Objective:
Pull out every row below that contains the string "trunk", counting uppercase and lowercase as different.

══ Input material ══

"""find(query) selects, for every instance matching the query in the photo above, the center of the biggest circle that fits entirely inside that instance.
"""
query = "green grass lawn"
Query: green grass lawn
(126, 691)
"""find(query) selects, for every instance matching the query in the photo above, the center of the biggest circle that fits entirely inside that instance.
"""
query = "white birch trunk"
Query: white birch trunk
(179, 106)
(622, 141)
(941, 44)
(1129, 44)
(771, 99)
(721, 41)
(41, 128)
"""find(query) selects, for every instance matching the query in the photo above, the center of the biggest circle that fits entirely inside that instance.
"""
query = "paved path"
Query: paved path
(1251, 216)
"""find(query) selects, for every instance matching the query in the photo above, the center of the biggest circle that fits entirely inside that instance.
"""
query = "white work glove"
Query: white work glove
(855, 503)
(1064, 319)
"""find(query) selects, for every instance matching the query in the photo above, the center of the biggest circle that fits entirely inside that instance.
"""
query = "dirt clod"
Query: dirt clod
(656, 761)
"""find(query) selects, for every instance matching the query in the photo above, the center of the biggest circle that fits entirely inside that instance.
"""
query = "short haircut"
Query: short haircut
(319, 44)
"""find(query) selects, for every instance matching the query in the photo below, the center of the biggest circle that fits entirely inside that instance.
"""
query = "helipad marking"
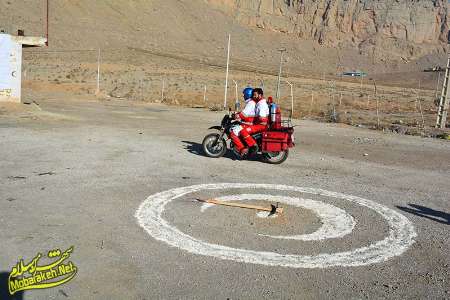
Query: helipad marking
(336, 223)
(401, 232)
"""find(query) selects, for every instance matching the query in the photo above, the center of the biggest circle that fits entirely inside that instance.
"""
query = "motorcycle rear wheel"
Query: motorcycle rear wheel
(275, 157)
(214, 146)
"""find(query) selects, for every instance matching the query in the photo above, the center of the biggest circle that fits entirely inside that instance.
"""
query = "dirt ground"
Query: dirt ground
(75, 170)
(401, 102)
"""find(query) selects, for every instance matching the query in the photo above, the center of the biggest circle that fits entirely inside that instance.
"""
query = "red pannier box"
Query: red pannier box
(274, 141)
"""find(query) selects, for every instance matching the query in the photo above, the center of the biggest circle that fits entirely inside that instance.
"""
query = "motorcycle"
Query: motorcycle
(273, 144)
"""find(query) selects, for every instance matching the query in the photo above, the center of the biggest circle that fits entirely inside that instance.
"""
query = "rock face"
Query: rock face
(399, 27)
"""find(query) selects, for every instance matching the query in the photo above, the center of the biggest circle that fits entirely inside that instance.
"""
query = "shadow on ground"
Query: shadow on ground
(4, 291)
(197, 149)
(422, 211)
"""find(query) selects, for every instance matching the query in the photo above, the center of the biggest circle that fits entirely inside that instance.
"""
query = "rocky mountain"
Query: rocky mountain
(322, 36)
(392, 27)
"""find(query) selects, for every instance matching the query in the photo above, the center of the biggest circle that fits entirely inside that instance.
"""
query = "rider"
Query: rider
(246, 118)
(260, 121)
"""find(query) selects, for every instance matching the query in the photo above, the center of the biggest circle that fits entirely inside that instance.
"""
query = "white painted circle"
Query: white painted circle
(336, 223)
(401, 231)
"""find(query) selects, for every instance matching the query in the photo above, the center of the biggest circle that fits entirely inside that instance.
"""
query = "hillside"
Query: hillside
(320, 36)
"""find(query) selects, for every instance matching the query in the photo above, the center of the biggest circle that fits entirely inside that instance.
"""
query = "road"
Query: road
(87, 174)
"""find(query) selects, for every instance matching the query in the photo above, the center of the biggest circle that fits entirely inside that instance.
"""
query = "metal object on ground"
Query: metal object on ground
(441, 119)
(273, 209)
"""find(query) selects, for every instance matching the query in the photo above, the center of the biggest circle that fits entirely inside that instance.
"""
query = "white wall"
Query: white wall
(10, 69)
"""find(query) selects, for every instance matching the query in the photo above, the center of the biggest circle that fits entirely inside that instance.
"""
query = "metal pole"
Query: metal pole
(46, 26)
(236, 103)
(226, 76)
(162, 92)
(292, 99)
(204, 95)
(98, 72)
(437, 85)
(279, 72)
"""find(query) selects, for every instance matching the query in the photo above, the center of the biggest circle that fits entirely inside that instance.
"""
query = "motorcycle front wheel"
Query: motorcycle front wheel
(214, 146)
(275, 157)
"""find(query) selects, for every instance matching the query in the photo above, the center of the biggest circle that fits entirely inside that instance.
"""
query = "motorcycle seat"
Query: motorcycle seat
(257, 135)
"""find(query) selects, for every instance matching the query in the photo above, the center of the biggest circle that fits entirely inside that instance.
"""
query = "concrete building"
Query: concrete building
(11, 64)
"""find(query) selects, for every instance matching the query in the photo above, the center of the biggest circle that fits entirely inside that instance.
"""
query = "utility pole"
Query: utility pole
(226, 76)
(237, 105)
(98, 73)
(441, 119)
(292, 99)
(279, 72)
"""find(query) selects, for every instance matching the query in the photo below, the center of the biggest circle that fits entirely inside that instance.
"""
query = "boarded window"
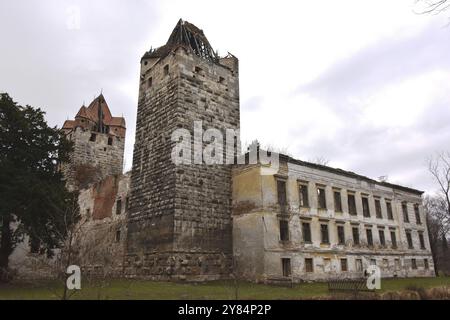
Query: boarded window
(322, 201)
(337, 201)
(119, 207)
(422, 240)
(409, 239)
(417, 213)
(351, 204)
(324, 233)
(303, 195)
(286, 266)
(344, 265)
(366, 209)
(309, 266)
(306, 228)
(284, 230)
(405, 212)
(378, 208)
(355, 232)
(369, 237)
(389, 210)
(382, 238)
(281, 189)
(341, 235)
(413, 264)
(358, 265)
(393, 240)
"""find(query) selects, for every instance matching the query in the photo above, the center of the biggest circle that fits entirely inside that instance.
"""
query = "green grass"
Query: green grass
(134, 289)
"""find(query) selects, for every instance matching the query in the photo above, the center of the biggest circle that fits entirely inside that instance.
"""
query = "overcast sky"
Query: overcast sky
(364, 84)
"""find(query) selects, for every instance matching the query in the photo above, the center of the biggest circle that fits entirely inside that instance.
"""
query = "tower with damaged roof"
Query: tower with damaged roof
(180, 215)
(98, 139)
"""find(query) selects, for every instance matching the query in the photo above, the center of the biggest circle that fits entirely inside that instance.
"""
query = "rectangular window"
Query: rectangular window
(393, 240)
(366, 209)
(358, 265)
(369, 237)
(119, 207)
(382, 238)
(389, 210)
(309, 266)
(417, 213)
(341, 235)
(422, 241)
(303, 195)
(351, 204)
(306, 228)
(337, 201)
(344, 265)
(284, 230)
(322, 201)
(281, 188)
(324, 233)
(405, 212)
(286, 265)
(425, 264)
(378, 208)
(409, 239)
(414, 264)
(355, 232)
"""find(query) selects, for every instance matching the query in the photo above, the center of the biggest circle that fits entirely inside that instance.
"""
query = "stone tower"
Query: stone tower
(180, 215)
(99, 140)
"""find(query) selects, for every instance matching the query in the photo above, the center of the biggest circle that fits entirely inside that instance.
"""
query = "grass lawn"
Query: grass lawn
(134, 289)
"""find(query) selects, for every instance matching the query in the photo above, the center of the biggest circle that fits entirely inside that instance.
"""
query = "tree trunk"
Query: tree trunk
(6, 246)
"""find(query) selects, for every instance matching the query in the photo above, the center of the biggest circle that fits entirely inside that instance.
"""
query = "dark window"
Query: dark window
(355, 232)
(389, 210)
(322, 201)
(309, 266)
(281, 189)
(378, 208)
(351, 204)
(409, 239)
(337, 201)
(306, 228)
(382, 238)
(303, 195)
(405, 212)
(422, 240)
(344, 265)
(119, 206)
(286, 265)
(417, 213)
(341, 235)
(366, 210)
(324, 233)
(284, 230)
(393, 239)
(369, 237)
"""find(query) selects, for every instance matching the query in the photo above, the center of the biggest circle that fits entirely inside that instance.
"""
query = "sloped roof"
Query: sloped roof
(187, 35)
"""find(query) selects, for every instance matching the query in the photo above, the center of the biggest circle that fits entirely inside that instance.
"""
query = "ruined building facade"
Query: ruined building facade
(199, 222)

═══
══ Input material ══

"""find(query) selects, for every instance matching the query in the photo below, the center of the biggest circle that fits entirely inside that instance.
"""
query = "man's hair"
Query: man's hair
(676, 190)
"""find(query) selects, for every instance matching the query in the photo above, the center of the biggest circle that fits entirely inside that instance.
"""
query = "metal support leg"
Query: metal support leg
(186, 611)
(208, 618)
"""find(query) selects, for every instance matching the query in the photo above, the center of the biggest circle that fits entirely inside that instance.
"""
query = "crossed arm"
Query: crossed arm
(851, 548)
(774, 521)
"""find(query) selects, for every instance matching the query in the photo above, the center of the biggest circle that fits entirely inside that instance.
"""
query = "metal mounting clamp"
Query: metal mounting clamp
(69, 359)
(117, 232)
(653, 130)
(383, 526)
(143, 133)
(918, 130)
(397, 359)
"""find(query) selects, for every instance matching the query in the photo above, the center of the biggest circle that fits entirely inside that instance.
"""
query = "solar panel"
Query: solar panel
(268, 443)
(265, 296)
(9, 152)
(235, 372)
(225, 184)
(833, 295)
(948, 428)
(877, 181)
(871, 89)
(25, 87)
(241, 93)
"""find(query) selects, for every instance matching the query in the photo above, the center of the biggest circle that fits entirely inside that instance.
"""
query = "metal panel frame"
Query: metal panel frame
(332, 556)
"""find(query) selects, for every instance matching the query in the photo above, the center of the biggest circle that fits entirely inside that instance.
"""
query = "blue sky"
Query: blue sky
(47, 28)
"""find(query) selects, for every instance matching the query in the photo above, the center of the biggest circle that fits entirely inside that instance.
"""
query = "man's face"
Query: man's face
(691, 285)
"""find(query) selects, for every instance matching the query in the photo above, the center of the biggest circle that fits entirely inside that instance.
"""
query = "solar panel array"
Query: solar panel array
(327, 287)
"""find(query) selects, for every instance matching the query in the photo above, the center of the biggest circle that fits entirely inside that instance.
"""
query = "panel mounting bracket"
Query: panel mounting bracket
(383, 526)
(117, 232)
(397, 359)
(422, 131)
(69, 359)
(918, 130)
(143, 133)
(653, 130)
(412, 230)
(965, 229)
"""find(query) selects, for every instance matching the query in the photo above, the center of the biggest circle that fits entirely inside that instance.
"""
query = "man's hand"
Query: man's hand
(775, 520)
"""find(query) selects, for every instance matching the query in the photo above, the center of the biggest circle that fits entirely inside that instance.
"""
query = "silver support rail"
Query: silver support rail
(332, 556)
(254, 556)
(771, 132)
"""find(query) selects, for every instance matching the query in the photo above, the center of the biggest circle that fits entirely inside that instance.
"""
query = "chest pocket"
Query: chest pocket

═══

Written answer:
query = "white birch trunk"
Query: white birch trunk
query = "tree trunk"
Query: tree trunk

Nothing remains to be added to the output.